### TEXTAUSZUG
=-=-=
Hallo / Auf Wiedersehen

Ausstellung mit Werken der am 29. Januar 2015
verstorbenen Künstlerin
Doris Schöttler-Boll







Sonntag, 17. Mai  -  Sonntag, 7. Juni 2015


Eröffnung: Sonntag, 17. Mai 2015, 12 Uhr

 

 

Einführung:
Sepp Hiekisch-Picard, stellvertretender Direktor des Kunstmuseums Bochum und Florian Neuner, Schriftsteller, Berlin
Musik: Johannes Brackmann, Kontrabass, Siggi Meier, Saxophon,
Roger van Triel, Gitarre
Ausstellungsorganisation: Doro Hülder, WBK Essen, mit dem Netzwerk von Freundinnen und Freunden von Doris Schöttler-Boll
Multimedia: Erwin Wiemer, Wolfram Lakaszus







Forum Kunst & Architektur
Kopstadtplatz 12
45127 Essen
Tel 0201.61619885
Öffnungszeiten: Di-Fr 12-18, Sa, So 14-17 Uhr
Eintritt frei

Ansprechpartnerin: Doro Hülder, Tel. 01738586466, E-Mail: kontakt@atelierhaus-essen.de. www.atelierhaus-essen.de

 

 

Hallo / Auf Wiedersehen
Eine Ausstellung mit Werken von Doris Schöttler-Boll

 

Das bildnerische Werk mit Fotocollagen und Mehrfachbelichtungen der am 29. Januar 2015 verstorbenen Essener Künstlerin Doris Schöttler-Boll wird vom 17.05. bis 07.06.2015 im Forum Kunst & Architektur in Essen vorerst zum letzten Mal der Öffentlichkeit präsentiert. Danach sollen die von 1971 bis 1994 entstandenen Bilder und Materialien in Archiven, Museen sowie Privatbesitz ihren Platz finden. Das Leben und Arbeiten von Doris Schöttler-Boll als Mittlerin zwischen Kunst, Wissenschaft und Alltagskultur im Atelierhaus Alte Schule (1999-2014) spiegelt sich in zahlreichen Dokumenten, Fotos und Videos wider, die im Rahmen der Ausstellung multimedial von Erwin Wiemer und Wolfram Lakaszus präsentiert werden.
=-=-=
Schreiben Sie aus der Ausstellungsankündigung den Abschnitt wortgetreu ab, der mit den Worten „Ansprechpartnerin: Doro Hülder, Tel.“ beginnt und nach den Worten „Lakaszus präsentiert werden.“ endet. Die Einträge stammen aus einer anderen Quelle als der Text.
=-=-=
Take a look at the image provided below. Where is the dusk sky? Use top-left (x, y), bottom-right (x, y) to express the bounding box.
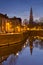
top-left (0, 0), bottom-right (43, 19)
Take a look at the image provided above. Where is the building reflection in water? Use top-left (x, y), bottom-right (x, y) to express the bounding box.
top-left (0, 36), bottom-right (43, 65)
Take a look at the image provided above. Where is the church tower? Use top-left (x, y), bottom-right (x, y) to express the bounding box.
top-left (29, 8), bottom-right (33, 25)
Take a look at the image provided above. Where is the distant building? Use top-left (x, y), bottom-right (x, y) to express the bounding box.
top-left (0, 13), bottom-right (22, 32)
top-left (29, 8), bottom-right (33, 24)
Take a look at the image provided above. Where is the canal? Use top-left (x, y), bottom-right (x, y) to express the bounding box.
top-left (0, 36), bottom-right (43, 65)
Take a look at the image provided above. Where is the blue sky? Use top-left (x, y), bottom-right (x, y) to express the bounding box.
top-left (0, 0), bottom-right (43, 19)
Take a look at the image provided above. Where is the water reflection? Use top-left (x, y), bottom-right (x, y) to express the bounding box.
top-left (0, 36), bottom-right (43, 65)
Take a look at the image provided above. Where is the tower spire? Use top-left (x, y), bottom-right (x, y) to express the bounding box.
top-left (29, 7), bottom-right (33, 25)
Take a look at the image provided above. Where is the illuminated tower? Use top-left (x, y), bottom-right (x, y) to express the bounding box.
top-left (29, 8), bottom-right (33, 25)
=-=-=
### RICHTIGE ANTWORT
Ansprechpartnerin: Doro Hülder, Tel. 01738586466, E-Mail: kontakt@atelierhaus-essen.de. www.atelierhaus-essen.de

 

 

Hallo / Auf Wiedersehen
Eine Ausstellung mit Werken von Doris Schöttler-Boll

 

Das bildnerische Werk mit Fotocollagen und Mehrfachbelichtungen der am 29. Januar 2015 verstorbenen Essener Künstlerin Doris Schöttler-Boll wird vom 17.05. bis 07.06.2015 im Forum Kunst & Architektur in Essen vorerst zum letzten Mal der Öffentlichkeit präsentiert. Danach sollen die von 1971 bis 1994 entstandenen Bilder und Materialien in Archiven, Museen sowie Privatbesitz ihren Platz finden. Das Leben und Arbeiten von Doris Schöttler-Boll als Mittlerin zwischen Kunst, Wissenschaft und Alltagskultur im Atelierhaus Alte Schule (1999-2014) spiegelt sich in zahlreichen Dokumenten, Fotos und Videos wider, die im Rahmen der Ausstellung multimedial von Erwin Wiemer und Wolfram Lakaszus präsentiert werden.